* [Stated task] Reproduce all of the records below word for word, leaving out the pictures.

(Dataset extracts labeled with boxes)
* START *

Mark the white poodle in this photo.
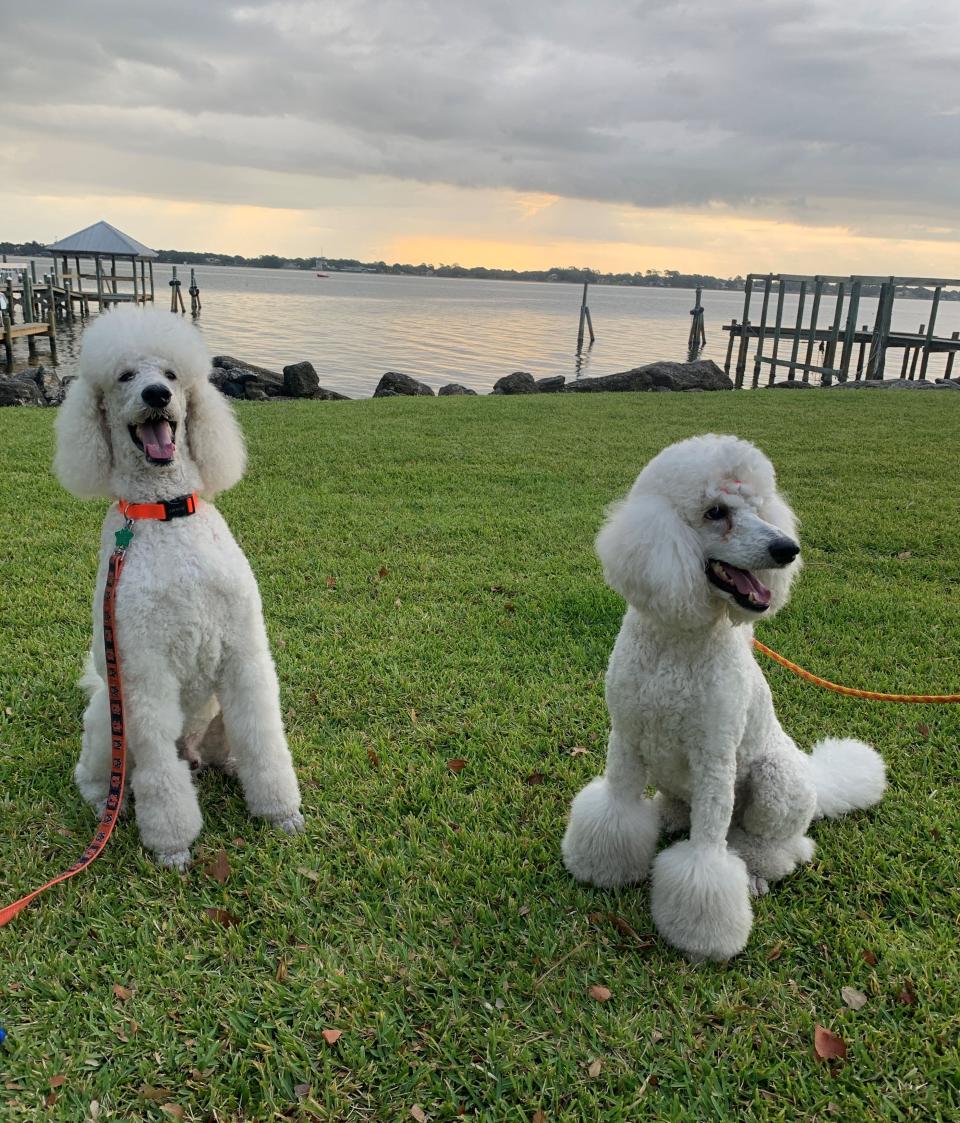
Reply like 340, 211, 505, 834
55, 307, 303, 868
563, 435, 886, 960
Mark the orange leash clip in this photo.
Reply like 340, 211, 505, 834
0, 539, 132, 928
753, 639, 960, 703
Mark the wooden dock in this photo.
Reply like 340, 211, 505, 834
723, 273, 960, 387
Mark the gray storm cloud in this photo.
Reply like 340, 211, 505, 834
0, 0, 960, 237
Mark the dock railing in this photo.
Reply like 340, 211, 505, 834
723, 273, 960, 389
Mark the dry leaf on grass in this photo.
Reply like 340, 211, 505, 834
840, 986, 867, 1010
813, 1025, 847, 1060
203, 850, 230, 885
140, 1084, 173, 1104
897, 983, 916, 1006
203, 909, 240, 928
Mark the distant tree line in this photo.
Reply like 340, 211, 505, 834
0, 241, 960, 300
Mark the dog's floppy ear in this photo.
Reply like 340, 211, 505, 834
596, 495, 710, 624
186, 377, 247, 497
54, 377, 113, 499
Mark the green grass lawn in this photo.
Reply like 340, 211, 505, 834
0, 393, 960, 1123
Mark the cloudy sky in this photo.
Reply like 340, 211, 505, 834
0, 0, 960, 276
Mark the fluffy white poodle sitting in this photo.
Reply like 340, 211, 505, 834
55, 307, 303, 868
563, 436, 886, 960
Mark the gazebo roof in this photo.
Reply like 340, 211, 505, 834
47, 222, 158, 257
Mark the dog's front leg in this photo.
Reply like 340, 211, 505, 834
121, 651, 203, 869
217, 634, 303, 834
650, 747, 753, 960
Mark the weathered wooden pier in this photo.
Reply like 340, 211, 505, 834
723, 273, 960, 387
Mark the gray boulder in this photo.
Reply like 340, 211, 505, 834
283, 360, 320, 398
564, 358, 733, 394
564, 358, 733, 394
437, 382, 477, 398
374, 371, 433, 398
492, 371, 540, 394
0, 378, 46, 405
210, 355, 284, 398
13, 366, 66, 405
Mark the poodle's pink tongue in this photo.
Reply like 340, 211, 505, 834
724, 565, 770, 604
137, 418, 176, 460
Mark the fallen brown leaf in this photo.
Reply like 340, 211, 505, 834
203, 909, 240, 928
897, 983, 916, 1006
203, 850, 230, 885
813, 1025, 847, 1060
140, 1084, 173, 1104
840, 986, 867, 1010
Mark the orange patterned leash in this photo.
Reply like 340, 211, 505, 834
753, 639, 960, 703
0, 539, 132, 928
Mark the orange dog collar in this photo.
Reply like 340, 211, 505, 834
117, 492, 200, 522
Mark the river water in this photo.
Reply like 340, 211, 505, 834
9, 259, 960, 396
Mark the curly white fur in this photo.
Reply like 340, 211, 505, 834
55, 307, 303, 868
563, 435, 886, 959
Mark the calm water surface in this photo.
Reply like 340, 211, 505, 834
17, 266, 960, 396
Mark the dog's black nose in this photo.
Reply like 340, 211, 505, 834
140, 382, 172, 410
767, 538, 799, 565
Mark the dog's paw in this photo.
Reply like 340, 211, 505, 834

* END *

* [Exercise output]
Mark the white poodle in this photo.
Reply like 340, 211, 505, 834
55, 307, 303, 868
563, 435, 886, 960
Mark the orange leash clip in this photo.
Reply like 340, 211, 505, 834
0, 539, 132, 928
753, 639, 960, 703
Mark the wooden dock in this photo.
Reply like 340, 211, 505, 834
723, 273, 960, 387
Mark the gray storm cloud in this photo.
Reply like 340, 211, 505, 834
0, 0, 960, 237
Mark the dock railing in this photo.
Reply like 340, 211, 505, 834
723, 273, 960, 389
Mark the dry leaf on grass in this photo.
Reply like 340, 211, 505, 834
840, 986, 867, 1010
813, 1025, 847, 1060
203, 850, 230, 885
140, 1084, 173, 1104
897, 983, 916, 1006
203, 909, 240, 928
Mark the distant tree line in this photo.
Reply like 340, 211, 505, 834
0, 241, 960, 300
Mark the dog's floppy ear in this photo.
Reply like 340, 211, 505, 834
596, 495, 710, 624
186, 377, 247, 497
54, 377, 113, 499
Mark the green grass lawn in this photo.
Reply like 340, 211, 505, 834
0, 393, 960, 1123
Mark the cloudy sky in this photo.
Reply like 340, 211, 505, 834
0, 0, 960, 276
Mark the fluffy white poodle sitting in this photo.
Reply like 340, 211, 505, 834
55, 307, 303, 868
563, 436, 886, 960
Mark the gazebo roof in this photo.
Reply like 340, 211, 505, 834
47, 222, 158, 257
Mark the dog's front leg in this photo.
Reply like 340, 211, 505, 834
121, 651, 203, 869
217, 634, 303, 834
650, 747, 753, 960
Mark the weathered wooden pier in this photo.
Reply like 340, 211, 505, 834
723, 273, 960, 387
Mark the gray boulder in this photo.
Reply like 340, 211, 505, 834
283, 360, 320, 398
564, 358, 733, 394
564, 358, 733, 394
437, 382, 477, 398
374, 371, 433, 398
492, 371, 540, 394
0, 378, 46, 405
210, 355, 284, 398
13, 366, 66, 405
Mark the poodle's pink tongue in this photo.
Reply like 340, 211, 505, 834
724, 565, 770, 604
137, 418, 176, 460
Mark the fallen brown leaf in this photo.
Reply like 340, 211, 505, 834
203, 909, 240, 928
897, 983, 916, 1006
203, 850, 230, 885
813, 1025, 847, 1060
140, 1084, 173, 1104
840, 986, 867, 1010
Mark the orange patterned leash in this photo.
Reply like 340, 211, 505, 834
753, 639, 960, 703
0, 539, 132, 928
Mark the orange dog collar in this photo.
Reply like 340, 211, 505, 834
117, 492, 200, 522
Mark the river water in this photo.
Reply like 340, 211, 505, 834
9, 259, 960, 396
Mark the curly white fur in this photo.
Reply like 340, 211, 505, 834
55, 307, 303, 868
563, 435, 886, 959
Mark the calm water surface in this photo.
Reply like 340, 211, 505, 834
17, 266, 960, 396
Mark the dog's black nose in this photo.
Reply like 340, 211, 505, 834
140, 382, 172, 410
767, 538, 799, 565
Mark the dog's paw in this photo.
Reply like 340, 211, 505, 834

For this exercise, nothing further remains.